__BRIEF__:
Count the lines below that contain the word "white". State only the number.

__EXTRACTED RECORDS__:
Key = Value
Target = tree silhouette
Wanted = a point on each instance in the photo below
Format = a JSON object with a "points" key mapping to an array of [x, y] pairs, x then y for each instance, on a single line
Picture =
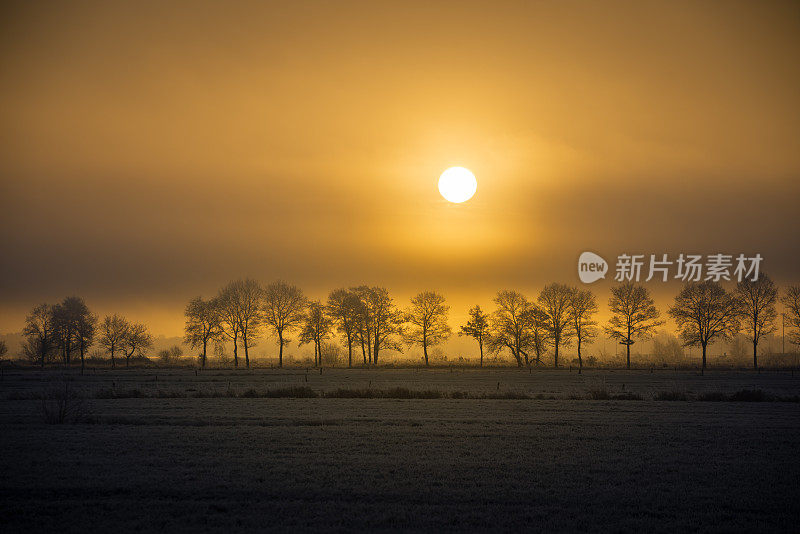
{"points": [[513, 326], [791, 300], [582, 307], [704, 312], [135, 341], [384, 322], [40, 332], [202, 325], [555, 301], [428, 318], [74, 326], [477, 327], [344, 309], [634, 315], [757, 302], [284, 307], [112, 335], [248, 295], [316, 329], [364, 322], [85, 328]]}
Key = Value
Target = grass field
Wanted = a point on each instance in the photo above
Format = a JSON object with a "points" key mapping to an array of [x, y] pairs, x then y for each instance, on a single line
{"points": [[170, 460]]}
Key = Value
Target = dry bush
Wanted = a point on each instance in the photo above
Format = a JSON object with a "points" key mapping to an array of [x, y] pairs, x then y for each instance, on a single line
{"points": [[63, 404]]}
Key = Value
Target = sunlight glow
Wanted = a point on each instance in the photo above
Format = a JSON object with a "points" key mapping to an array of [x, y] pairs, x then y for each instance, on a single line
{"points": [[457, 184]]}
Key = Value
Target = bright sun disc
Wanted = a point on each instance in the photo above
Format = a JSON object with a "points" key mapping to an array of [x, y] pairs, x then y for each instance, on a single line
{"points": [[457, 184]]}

...

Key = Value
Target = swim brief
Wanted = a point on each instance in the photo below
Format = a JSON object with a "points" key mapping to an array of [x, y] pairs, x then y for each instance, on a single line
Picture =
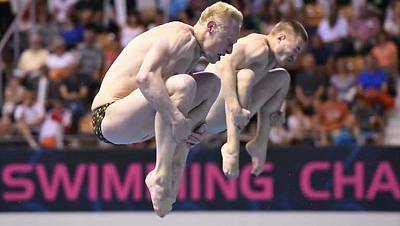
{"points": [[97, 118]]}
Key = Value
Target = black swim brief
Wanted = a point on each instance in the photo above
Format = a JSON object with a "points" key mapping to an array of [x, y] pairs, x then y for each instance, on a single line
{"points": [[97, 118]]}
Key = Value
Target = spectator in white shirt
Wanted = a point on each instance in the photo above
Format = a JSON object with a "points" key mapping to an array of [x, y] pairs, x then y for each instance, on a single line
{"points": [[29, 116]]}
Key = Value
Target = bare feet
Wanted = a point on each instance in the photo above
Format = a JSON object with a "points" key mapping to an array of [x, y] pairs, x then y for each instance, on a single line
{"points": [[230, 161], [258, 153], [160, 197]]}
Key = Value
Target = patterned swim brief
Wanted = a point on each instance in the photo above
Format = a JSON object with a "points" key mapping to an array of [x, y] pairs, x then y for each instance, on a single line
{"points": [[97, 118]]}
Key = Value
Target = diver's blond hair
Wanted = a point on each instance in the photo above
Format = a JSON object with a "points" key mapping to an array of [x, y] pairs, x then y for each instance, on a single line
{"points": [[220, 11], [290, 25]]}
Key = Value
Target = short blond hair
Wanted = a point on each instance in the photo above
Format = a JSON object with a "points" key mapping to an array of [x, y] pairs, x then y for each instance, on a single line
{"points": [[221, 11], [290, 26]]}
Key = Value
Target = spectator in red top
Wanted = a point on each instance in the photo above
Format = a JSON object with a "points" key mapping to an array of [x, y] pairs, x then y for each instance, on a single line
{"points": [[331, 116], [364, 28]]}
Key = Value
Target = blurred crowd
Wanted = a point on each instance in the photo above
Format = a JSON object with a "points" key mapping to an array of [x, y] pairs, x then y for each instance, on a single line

* * *

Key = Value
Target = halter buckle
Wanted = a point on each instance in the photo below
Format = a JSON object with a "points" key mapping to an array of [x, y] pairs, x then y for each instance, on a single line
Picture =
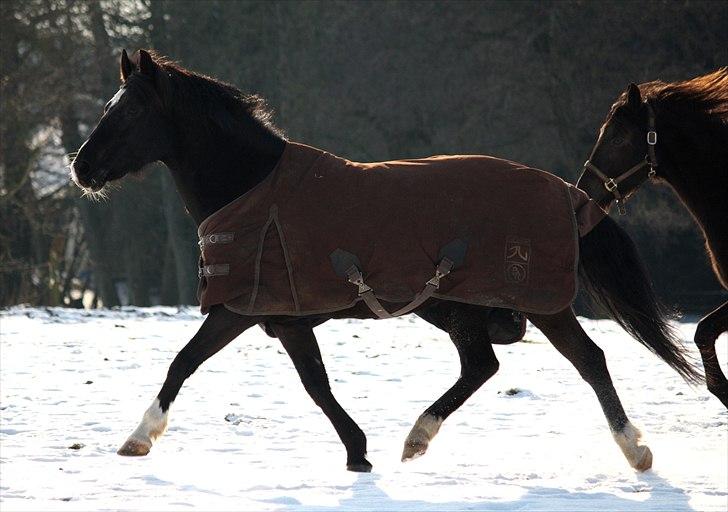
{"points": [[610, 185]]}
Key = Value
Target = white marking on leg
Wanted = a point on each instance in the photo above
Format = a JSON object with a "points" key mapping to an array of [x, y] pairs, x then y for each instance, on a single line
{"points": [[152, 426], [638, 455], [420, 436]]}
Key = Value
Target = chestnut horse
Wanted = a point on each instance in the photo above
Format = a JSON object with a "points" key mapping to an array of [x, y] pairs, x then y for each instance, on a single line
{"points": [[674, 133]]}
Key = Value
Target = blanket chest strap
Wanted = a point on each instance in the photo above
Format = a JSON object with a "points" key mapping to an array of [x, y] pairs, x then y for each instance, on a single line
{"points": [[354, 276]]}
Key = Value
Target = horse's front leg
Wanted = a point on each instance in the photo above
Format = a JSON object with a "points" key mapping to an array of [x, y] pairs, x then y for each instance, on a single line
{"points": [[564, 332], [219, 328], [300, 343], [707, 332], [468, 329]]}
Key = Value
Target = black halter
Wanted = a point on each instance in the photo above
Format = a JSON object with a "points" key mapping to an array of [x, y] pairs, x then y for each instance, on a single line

__TASK OUTPUT__:
2